**CHALLENGE**
Convert all the records below into a Markdown table with the columns Row and Line, one numbered row per line, skipping blank lines.
---------- EXCERPTED RECORDS
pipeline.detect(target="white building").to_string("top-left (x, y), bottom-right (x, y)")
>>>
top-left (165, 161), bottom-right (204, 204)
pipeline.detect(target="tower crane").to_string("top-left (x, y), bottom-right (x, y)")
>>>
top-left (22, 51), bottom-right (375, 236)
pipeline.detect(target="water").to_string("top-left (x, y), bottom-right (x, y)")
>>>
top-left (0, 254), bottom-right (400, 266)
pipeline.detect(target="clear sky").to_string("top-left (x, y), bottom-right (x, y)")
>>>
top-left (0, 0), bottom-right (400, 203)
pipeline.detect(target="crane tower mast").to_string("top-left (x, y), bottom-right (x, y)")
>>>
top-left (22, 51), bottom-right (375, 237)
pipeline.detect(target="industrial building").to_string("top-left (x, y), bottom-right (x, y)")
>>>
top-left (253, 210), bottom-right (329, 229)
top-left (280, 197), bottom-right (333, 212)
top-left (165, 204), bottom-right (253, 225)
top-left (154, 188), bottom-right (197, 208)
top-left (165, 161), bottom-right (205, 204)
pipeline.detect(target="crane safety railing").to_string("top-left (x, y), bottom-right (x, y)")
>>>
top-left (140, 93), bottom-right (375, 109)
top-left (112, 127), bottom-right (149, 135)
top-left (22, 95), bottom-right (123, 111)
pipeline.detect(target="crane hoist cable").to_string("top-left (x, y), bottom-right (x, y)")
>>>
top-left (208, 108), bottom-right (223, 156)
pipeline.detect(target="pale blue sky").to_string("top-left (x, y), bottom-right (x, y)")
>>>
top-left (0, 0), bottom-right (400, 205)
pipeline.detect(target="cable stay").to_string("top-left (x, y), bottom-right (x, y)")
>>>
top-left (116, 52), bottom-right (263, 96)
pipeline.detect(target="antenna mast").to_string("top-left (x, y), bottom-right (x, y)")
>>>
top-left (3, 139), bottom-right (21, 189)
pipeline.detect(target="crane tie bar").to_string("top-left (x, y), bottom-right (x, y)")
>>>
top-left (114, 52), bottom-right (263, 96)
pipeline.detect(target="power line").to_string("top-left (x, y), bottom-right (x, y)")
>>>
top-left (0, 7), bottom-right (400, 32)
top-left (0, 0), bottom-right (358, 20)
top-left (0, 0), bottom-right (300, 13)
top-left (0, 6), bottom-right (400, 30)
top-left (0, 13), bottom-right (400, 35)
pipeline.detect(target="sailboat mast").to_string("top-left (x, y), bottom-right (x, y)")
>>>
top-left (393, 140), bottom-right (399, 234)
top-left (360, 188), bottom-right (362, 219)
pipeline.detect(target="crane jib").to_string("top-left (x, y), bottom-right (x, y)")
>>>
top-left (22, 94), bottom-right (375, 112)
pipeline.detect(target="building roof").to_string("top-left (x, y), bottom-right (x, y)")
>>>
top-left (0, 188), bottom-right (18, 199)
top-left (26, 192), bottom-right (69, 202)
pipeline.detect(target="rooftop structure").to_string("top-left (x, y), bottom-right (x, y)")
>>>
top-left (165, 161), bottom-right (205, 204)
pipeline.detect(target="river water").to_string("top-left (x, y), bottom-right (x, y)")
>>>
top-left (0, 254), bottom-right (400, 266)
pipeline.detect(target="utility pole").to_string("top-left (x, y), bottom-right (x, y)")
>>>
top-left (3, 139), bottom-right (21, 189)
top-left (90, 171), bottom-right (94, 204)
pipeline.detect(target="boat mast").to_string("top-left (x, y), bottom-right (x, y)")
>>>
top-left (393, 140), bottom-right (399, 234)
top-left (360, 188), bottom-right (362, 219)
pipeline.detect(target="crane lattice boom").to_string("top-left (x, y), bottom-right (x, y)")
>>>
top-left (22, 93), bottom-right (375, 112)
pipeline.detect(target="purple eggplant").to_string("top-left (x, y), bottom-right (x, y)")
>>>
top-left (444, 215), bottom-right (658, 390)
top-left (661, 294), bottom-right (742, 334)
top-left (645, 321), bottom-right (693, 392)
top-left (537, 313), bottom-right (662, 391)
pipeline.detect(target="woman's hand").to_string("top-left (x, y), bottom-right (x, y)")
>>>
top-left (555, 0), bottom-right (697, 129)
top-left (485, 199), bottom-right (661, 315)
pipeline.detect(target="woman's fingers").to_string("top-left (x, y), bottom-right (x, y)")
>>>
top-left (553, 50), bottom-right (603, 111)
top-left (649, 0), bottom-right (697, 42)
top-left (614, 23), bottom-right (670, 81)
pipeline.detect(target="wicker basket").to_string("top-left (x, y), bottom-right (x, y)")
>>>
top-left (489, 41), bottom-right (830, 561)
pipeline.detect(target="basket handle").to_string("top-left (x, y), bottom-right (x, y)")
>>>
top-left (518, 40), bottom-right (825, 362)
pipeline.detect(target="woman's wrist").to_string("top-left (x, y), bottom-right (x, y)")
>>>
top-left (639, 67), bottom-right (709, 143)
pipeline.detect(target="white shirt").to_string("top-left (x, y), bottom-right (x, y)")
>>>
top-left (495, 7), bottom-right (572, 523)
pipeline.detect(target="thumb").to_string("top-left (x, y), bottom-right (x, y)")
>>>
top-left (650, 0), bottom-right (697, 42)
--------------------
**TASK OUTPUT**
| Row | Line |
|---|---|
| 1 | pipeline.detect(target="white building").to_string("top-left (x, y), bottom-right (x, y)") |
| 2 | >>> |
| 3 | top-left (165, 161), bottom-right (204, 204) |
| 4 | pipeline.detect(target="tower crane").to_string("top-left (x, y), bottom-right (x, y)") |
| 5 | >>> |
| 6 | top-left (22, 51), bottom-right (375, 236) |
| 7 | pipeline.detect(target="water").to_string("top-left (x, y), bottom-right (x, y)") |
| 8 | >>> |
| 9 | top-left (0, 254), bottom-right (400, 266) |
| 10 | pipeline.detect(target="clear sky").to_string("top-left (x, y), bottom-right (x, y)") |
| 11 | >>> |
| 12 | top-left (0, 0), bottom-right (400, 203) |
| 13 | pipeline.detect(target="crane tower mast").to_string("top-left (x, y), bottom-right (x, y)") |
| 14 | >>> |
| 15 | top-left (22, 51), bottom-right (375, 237) |
| 16 | pipeline.detect(target="industrial building").to_string("top-left (x, y), bottom-right (x, y)") |
| 17 | >>> |
| 18 | top-left (253, 210), bottom-right (329, 229) |
| 19 | top-left (280, 197), bottom-right (333, 212) |
| 20 | top-left (165, 204), bottom-right (253, 225) |
| 21 | top-left (154, 188), bottom-right (197, 208) |
| 22 | top-left (165, 161), bottom-right (205, 204) |
| 23 | pipeline.detect(target="crane safety railing").to_string("top-left (x, y), bottom-right (x, y)") |
| 24 | >>> |
| 25 | top-left (140, 93), bottom-right (375, 109) |
| 26 | top-left (112, 127), bottom-right (149, 135) |
| 27 | top-left (22, 95), bottom-right (123, 111) |
| 28 | pipeline.detect(target="crane hoist cable").to_string("top-left (x, y), bottom-right (x, y)") |
| 29 | >>> |
| 30 | top-left (208, 108), bottom-right (223, 156) |
| 31 | pipeline.detect(target="pale blue sky").to_string("top-left (x, y), bottom-right (x, y)") |
| 32 | >>> |
| 33 | top-left (0, 0), bottom-right (400, 205) |
| 34 | pipeline.detect(target="cable stay").to_string("top-left (x, y), bottom-right (x, y)") |
| 35 | >>> |
| 36 | top-left (116, 52), bottom-right (263, 96) |
| 37 | pipeline.detect(target="antenna mast").to_string("top-left (x, y), bottom-right (x, y)") |
| 38 | >>> |
| 39 | top-left (3, 139), bottom-right (21, 189) |
| 40 | pipeline.detect(target="crane tie bar").to_string("top-left (x, y), bottom-right (x, y)") |
| 41 | >>> |
| 42 | top-left (114, 52), bottom-right (263, 96) |
| 43 | pipeline.detect(target="power line").to_string("top-left (x, y), bottom-right (x, y)") |
| 44 | >>> |
| 45 | top-left (0, 7), bottom-right (400, 32) |
| 46 | top-left (0, 0), bottom-right (358, 20) |
| 47 | top-left (0, 0), bottom-right (300, 13) |
| 48 | top-left (0, 6), bottom-right (400, 30) |
| 49 | top-left (0, 13), bottom-right (400, 35) |
| 50 | pipeline.detect(target="sailboat mast").to_string("top-left (x, y), bottom-right (x, y)") |
| 51 | >>> |
| 52 | top-left (393, 140), bottom-right (399, 234) |
| 53 | top-left (360, 188), bottom-right (362, 219) |
| 54 | pipeline.detect(target="crane jib").to_string("top-left (x, y), bottom-right (x, y)") |
| 55 | >>> |
| 56 | top-left (22, 94), bottom-right (375, 112) |
| 57 | pipeline.detect(target="building roof").to_string("top-left (x, y), bottom-right (x, y)") |
| 58 | >>> |
| 59 | top-left (0, 188), bottom-right (18, 199) |
| 60 | top-left (26, 192), bottom-right (69, 202) |
| 61 | pipeline.detect(target="rooftop structure").to_string("top-left (x, y), bottom-right (x, y)") |
| 62 | >>> |
| 63 | top-left (165, 161), bottom-right (205, 204) |
| 64 | pipeline.detect(target="river water").to_string("top-left (x, y), bottom-right (x, y)") |
| 65 | >>> |
| 66 | top-left (0, 254), bottom-right (400, 266) |
| 67 | pipeline.detect(target="utility pole").to_string("top-left (x, y), bottom-right (x, y)") |
| 68 | >>> |
| 69 | top-left (3, 139), bottom-right (21, 189) |
| 70 | top-left (90, 171), bottom-right (94, 204) |
| 71 | pipeline.detect(target="boat mast").to_string("top-left (x, y), bottom-right (x, y)") |
| 72 | >>> |
| 73 | top-left (393, 140), bottom-right (399, 234) |
| 74 | top-left (360, 188), bottom-right (362, 219) |
| 75 | pipeline.detect(target="crane lattice boom").to_string("top-left (x, y), bottom-right (x, y)") |
| 76 | >>> |
| 77 | top-left (22, 93), bottom-right (375, 112) |
| 78 | pipeline.detect(target="purple eggplant").to_string("top-left (x, y), bottom-right (x, y)") |
| 79 | >>> |
| 80 | top-left (444, 215), bottom-right (658, 390) |
| 81 | top-left (661, 294), bottom-right (742, 334) |
| 82 | top-left (645, 321), bottom-right (693, 392) |
| 83 | top-left (537, 313), bottom-right (662, 391) |
| 84 | pipeline.detect(target="woman's hand").to_string("top-left (x, y), bottom-right (x, y)") |
| 85 | >>> |
| 86 | top-left (555, 0), bottom-right (697, 129) |
| 87 | top-left (485, 199), bottom-right (661, 315) |
| 88 | pipeline.detect(target="woman's fingers").to_string("top-left (x, y), bottom-right (x, y)") |
| 89 | >>> |
| 90 | top-left (553, 50), bottom-right (603, 111) |
| 91 | top-left (649, 0), bottom-right (697, 42) |
| 92 | top-left (614, 23), bottom-right (670, 81) |
| 93 | pipeline.detect(target="wicker basket").to_string("top-left (x, y), bottom-right (x, y)") |
| 94 | >>> |
| 95 | top-left (489, 41), bottom-right (830, 561) |
| 96 | pipeline.detect(target="basket handle").to_string("top-left (x, y), bottom-right (x, y)") |
| 97 | >>> |
| 98 | top-left (518, 40), bottom-right (825, 362) |
| 99 | pipeline.detect(target="woman's wrist").to_string("top-left (x, y), bottom-right (x, y)") |
| 100 | >>> |
| 101 | top-left (639, 67), bottom-right (709, 143) |
| 102 | pipeline.detect(target="white shirt").to_string("top-left (x, y), bottom-right (x, y)") |
| 103 | >>> |
| 104 | top-left (495, 7), bottom-right (572, 523) |
| 105 | pipeline.detect(target="thumb").to_string("top-left (x, y), bottom-right (x, y)") |
| 106 | >>> |
| 107 | top-left (650, 0), bottom-right (697, 42) |